ACTIVITY ▸
Your answer must be a word-for-word copy of the data.
[DATASET RECORDS]
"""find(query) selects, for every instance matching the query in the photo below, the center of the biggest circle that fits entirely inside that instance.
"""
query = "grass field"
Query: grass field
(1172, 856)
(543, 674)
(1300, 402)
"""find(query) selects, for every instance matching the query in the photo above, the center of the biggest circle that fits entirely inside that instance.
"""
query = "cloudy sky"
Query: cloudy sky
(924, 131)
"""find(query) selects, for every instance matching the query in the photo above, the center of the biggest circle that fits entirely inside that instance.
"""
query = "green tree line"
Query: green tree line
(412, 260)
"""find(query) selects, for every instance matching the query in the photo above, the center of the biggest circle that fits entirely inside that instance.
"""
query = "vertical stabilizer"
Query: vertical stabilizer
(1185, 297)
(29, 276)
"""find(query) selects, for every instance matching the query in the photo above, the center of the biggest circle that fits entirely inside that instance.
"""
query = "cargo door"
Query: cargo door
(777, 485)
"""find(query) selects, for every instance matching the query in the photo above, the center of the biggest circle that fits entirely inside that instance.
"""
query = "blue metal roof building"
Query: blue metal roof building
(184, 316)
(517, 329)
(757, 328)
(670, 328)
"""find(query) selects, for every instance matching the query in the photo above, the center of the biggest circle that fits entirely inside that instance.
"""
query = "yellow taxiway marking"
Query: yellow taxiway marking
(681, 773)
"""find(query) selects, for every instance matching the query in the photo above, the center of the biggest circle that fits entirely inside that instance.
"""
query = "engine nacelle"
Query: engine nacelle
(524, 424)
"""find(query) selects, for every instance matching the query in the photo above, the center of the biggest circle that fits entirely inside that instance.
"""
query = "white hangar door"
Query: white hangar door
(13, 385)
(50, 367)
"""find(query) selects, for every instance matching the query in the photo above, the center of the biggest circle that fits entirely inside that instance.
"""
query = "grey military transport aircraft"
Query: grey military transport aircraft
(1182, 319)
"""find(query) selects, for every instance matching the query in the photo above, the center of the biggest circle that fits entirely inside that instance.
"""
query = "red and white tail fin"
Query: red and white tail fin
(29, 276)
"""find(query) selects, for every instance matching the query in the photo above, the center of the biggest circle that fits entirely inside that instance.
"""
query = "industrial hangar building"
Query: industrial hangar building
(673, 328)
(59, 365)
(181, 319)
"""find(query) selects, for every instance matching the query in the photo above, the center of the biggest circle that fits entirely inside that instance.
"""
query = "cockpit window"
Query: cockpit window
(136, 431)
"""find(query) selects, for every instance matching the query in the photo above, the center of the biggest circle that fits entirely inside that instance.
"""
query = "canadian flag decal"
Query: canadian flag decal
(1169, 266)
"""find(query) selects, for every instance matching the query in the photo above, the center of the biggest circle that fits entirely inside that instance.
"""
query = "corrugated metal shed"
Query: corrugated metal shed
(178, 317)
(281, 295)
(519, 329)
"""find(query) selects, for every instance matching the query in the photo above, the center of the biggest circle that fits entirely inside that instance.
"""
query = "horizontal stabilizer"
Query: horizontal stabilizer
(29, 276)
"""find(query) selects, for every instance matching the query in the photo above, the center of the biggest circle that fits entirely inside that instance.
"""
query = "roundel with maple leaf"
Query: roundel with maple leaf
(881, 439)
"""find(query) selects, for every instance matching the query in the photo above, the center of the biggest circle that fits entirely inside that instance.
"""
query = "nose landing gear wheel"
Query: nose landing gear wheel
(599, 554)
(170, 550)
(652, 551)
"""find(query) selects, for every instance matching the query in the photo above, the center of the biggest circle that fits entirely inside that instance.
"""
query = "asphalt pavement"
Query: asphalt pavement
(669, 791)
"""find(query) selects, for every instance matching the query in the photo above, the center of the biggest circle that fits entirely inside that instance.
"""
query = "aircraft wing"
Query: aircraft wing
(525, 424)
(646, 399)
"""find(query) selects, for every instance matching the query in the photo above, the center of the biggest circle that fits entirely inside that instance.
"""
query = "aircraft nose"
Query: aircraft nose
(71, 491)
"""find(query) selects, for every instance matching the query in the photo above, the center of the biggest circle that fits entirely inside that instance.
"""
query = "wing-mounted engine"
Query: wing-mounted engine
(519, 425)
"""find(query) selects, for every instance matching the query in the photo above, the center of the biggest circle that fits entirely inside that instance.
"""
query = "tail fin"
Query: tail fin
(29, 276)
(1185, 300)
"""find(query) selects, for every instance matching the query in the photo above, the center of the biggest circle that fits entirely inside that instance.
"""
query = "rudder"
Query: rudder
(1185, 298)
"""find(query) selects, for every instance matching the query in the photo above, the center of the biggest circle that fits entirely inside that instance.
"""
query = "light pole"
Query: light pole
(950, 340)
[/DATASET RECORDS]
ANSWER SPACE ▸
"""find(query) selects, for every instance matching the query in the photo below, the center of the biggest circle that fits entirely inside that instance.
"""
query = "grass field"
Query: grass field
(1172, 856)
(543, 674)
(1300, 402)
"""find(query) selects, for every instance matching the query in the photo above, the center of the biggest circle that fits entirely inside that instance.
"""
query = "cloudy sky"
Query: cloudy sky
(924, 131)
"""find(query) selects, for every instance matching the query in the photo above, the center of the biggest circle that fits entirely inside that instance.
"""
query = "green tree line"
Query: green tree line
(412, 260)
"""find(query) selects, for every instance matching the query in the photo above, the center of the biggest circle that fits entirely inside that instance.
"""
query = "vertical stabilizer"
Query: vertical stabilizer
(1185, 297)
(29, 276)
"""find(query) selects, for every instance matching the query in the photo above, the center of the biggest circle that fits entirely inside that instance.
"""
query = "cargo door"
Query: cargo door
(777, 485)
"""find(query) selects, for every instance matching the query in the photo above, the center of the biggest circle that fits entirely inside that instance.
"""
query = "blue metal roof building"
Query: blue metal roof building
(184, 316)
(517, 329)
(757, 328)
(670, 328)
"""find(query) selects, for every instance matching the query in the photo above, the center of the biggest circle that fits entirely inside that instance.
"""
query = "yellow taxiway marking"
Query: yellow taxiway marking
(681, 773)
"""find(query) selects, for every instance matching the query in the photo above, the center of the biggest circle that fits entirely inside that instance.
"""
query = "engine nacelle"
Query: engine nacelle
(524, 424)
"""find(query) selects, for every instance matching the query in the photo above, the center of the biggest circle that fits entirely inside that instance.
"""
query = "white hangar door"
Query: white hangar door
(13, 385)
(50, 367)
"""find(query) selects, for every instance matching the query in the photo above, the center of the biggest circle that fits entirely inside that instance.
"""
query = "grey military transport aircraft"
Query: grey military transport aircraft
(1182, 319)
"""find(query) selects, for every instance matching the query in the photo above, the center of the biggest circle that fits entirely inside that instance.
"""
query = "red and white tail fin"
Query: red and white tail fin
(29, 276)
"""find(query) selects, for every instance matching the query in the photo above, the center of the biggest circle that fits entirely inside that instance.
"""
query = "industrial hangar building"
Query: industrial hangar building
(673, 328)
(59, 365)
(181, 319)
"""find(query) selects, for every instance matching the query in the photo above, the center of the biggest circle that fits entirely inside that instance.
"""
query = "cockpit window"
Query: cockpit window
(136, 431)
"""find(query) selects, for every instance matching the query in the photo above, the center of the biggest circle that fits entirely inside that instance.
"""
query = "canadian flag decal"
Query: canadian flag decal
(1169, 266)
"""find(query) selects, for every instance matching the query in the photo above, the center of the biggest circle that fits entirely inside that instance.
"""
query = "corrugated metal shed"
Query: corrugated metal shed
(178, 317)
(281, 295)
(519, 329)
"""find(query) selects, for every instance matching the query in the photo above, the center of the biggest circle that fits entirely inside that instance.
"""
query = "horizontal stabilizer"
Query: horizontal stabilizer
(29, 276)
"""find(query) selects, for every instance matching the query in the photo above, the center of the biggest circle that fits entirely inside that instance.
"""
query = "roundel with maple leaf"
Query: roundel with maple leaf
(881, 439)
"""find(query) selects, for every instance matching the query in the photo above, the center of the biggest circle that fits entirely inside that instance.
"""
query = "nose landing gear wheel"
Query: nose landing gear wheel
(599, 554)
(170, 550)
(652, 551)
"""find(query) selects, for every instance matching the query in the photo above, the center of the biggest circle that fits entirely inside that instance.
"""
query = "asphalt pavement"
Query: asphalt pavement
(669, 791)
"""find(query) selects, for every instance matching the query in the photo above, the center of the biggest circle that fits entirely inside that instance.
"""
query = "aircraft wing"
Query: aircraft wing
(525, 424)
(646, 399)
"""find(query) selects, for every instance matching the query in the photo above, the center of the biggest circle that fits entirely inside that instance.
"""
query = "aircraft nose"
Query: aircraft nose
(71, 491)
"""find(query) selects, for every instance matching the query in the photo above, the center of the biggest circle that fits entirely inside that instance.
"""
query = "wing-mounted engine"
Query: wing-mounted engine
(519, 425)
"""find(query) selects, for every instance matching the query in the photo above, the center of the biggest circle that fits entirely inside that instance.
"""
query = "tail fin"
Query: tail fin
(29, 276)
(1185, 300)
"""find(query) selects, for every instance matching the query in the photo above, the center of the biggest circle that fits entirely inside that instance.
"""
query = "rudder"
Query: rudder
(1185, 298)
"""find(query) selects, for every instance matching the query in the photo above, the center of the biggest circle that fits entirely inside that instance.
"""
query = "light pole"
Query: light pole
(950, 340)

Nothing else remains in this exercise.